Update the material by replacing "walking person" with "pedestrian" and leaving all else the same.

* BEGIN Dataset content *

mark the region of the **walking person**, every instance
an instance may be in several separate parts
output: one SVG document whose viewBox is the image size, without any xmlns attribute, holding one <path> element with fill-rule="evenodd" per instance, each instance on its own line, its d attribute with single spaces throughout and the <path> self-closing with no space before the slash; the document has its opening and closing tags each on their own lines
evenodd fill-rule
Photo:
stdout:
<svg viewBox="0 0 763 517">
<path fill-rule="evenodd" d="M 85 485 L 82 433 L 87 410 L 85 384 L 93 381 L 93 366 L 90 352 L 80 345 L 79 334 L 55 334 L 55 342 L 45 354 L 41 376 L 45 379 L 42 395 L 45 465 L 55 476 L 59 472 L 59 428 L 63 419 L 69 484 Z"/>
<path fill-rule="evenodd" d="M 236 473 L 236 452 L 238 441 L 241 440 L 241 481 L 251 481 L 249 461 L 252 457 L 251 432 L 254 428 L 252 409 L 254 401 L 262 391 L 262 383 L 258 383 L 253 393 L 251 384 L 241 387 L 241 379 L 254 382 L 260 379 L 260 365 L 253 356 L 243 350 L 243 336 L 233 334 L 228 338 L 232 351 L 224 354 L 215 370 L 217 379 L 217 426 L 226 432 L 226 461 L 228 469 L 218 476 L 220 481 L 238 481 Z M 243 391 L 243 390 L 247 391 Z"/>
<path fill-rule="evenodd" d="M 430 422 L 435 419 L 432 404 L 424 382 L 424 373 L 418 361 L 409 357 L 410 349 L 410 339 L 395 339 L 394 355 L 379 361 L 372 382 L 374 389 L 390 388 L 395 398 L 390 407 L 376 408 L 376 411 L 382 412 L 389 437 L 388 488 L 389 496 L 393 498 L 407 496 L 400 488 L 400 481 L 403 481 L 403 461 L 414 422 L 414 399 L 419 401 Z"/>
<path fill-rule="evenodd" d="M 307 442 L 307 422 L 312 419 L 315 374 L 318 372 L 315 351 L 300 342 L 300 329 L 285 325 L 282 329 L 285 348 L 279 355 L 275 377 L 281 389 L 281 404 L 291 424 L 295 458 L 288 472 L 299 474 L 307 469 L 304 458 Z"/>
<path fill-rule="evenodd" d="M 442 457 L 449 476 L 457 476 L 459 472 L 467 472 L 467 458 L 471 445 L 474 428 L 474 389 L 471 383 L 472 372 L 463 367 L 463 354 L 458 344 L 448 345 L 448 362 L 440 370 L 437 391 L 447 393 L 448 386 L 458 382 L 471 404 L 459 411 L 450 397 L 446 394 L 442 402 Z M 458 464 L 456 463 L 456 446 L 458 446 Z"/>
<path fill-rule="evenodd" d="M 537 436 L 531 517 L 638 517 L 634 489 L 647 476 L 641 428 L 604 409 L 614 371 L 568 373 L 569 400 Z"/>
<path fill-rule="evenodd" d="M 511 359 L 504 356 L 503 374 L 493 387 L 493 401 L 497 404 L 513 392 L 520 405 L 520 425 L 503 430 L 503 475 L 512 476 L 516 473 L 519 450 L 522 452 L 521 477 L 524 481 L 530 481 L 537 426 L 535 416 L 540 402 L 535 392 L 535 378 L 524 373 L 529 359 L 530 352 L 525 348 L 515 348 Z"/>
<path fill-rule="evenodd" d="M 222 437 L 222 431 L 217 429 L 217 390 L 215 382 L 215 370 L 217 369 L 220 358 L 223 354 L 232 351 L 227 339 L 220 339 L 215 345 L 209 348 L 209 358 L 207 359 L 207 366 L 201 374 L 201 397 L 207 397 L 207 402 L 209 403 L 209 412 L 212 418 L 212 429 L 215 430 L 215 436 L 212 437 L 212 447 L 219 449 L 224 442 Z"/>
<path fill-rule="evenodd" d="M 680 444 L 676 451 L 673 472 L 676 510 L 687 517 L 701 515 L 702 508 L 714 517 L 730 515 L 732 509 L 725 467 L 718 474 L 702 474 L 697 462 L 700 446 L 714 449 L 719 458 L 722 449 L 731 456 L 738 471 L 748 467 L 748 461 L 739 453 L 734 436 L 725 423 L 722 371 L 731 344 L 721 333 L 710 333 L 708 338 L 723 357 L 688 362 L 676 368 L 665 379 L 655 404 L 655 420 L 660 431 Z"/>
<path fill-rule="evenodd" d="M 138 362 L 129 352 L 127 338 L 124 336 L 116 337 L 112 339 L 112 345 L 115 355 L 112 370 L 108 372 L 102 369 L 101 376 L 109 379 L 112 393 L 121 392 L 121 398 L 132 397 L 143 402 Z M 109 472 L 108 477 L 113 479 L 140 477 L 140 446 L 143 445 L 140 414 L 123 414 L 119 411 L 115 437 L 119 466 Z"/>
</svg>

* END Dataset content *

■ Solution
mark the region of the **pedestrian**, every instance
an instance may be in several separate parts
output: one SVG document whose viewBox is the image size, without any xmlns attribute, holding one <path> element with fill-rule="evenodd" per instance, each instance on its own line, its d attribute with single spaces throughout and the <path> self-closing with no space before the slash; the document has its opening and closing tags each on their own lines
evenodd fill-rule
Photo:
stdout:
<svg viewBox="0 0 763 517">
<path fill-rule="evenodd" d="M 85 485 L 82 433 L 87 410 L 85 384 L 93 381 L 93 366 L 90 352 L 80 345 L 79 334 L 55 334 L 55 342 L 45 354 L 41 376 L 45 379 L 42 395 L 45 465 L 55 476 L 59 472 L 59 428 L 63 419 L 69 484 Z"/>
<path fill-rule="evenodd" d="M 236 473 L 236 452 L 238 441 L 241 440 L 241 481 L 251 481 L 249 461 L 252 457 L 251 432 L 254 428 L 252 409 L 254 401 L 262 391 L 262 383 L 258 383 L 253 393 L 251 384 L 241 387 L 241 379 L 254 382 L 260 379 L 260 365 L 253 356 L 243 350 L 243 336 L 233 334 L 228 338 L 232 351 L 224 354 L 215 370 L 217 379 L 217 426 L 226 432 L 226 461 L 228 469 L 218 476 L 220 481 L 238 481 Z M 243 391 L 243 390 L 247 391 Z"/>
<path fill-rule="evenodd" d="M 430 422 L 435 419 L 432 404 L 424 382 L 424 373 L 418 361 L 409 357 L 410 349 L 410 339 L 395 339 L 394 355 L 379 361 L 372 382 L 374 389 L 390 388 L 395 398 L 390 407 L 376 408 L 376 411 L 382 412 L 389 437 L 388 488 L 389 496 L 393 498 L 407 496 L 400 488 L 400 481 L 403 481 L 403 461 L 414 422 L 414 399 L 419 401 Z"/>
<path fill-rule="evenodd" d="M 307 442 L 307 422 L 312 419 L 315 374 L 318 372 L 315 351 L 300 342 L 300 329 L 285 325 L 282 329 L 285 348 L 279 355 L 275 377 L 281 389 L 281 404 L 291 424 L 295 458 L 288 472 L 299 474 L 307 469 L 304 458 Z"/>
<path fill-rule="evenodd" d="M 442 457 L 449 476 L 457 476 L 459 472 L 467 472 L 467 458 L 471 445 L 474 428 L 474 389 L 471 383 L 472 372 L 463 367 L 463 354 L 458 344 L 448 345 L 448 362 L 440 370 L 437 391 L 447 393 L 448 386 L 458 382 L 471 404 L 459 411 L 450 397 L 446 394 L 442 402 Z M 458 464 L 456 463 L 456 446 L 458 446 Z"/>
<path fill-rule="evenodd" d="M 537 436 L 531 517 L 638 517 L 634 489 L 647 476 L 641 428 L 604 409 L 614 371 L 568 373 L 569 400 Z"/>
<path fill-rule="evenodd" d="M 511 359 L 504 356 L 503 374 L 493 387 L 493 401 L 497 404 L 513 392 L 520 405 L 520 425 L 503 430 L 503 475 L 512 476 L 516 473 L 519 450 L 522 452 L 521 477 L 524 481 L 530 481 L 537 426 L 535 416 L 540 402 L 535 392 L 535 378 L 524 373 L 529 359 L 530 352 L 525 348 L 515 348 Z"/>
<path fill-rule="evenodd" d="M 222 437 L 222 431 L 217 429 L 217 390 L 215 382 L 215 370 L 217 369 L 220 358 L 223 354 L 232 351 L 227 339 L 220 339 L 215 345 L 209 348 L 209 358 L 207 359 L 207 366 L 201 374 L 201 397 L 207 397 L 207 402 L 209 403 L 209 412 L 212 418 L 212 429 L 215 430 L 215 436 L 212 437 L 212 447 L 219 449 L 224 442 Z"/>
<path fill-rule="evenodd" d="M 680 444 L 676 451 L 673 472 L 676 510 L 687 517 L 701 515 L 702 508 L 714 517 L 730 515 L 732 509 L 725 467 L 718 474 L 702 474 L 697 462 L 700 446 L 714 449 L 719 458 L 722 449 L 731 456 L 738 471 L 748 467 L 748 461 L 739 453 L 734 436 L 725 423 L 722 371 L 731 344 L 721 333 L 710 333 L 708 338 L 723 357 L 688 362 L 676 368 L 665 379 L 655 404 L 655 420 L 660 431 Z"/>
<path fill-rule="evenodd" d="M 138 362 L 129 352 L 127 338 L 124 336 L 116 337 L 112 339 L 112 345 L 115 355 L 112 370 L 108 372 L 102 369 L 101 376 L 109 379 L 112 393 L 121 392 L 121 398 L 132 397 L 143 402 Z M 109 472 L 108 477 L 113 479 L 140 477 L 140 446 L 143 445 L 140 414 L 123 414 L 119 411 L 115 437 L 119 466 Z"/>
</svg>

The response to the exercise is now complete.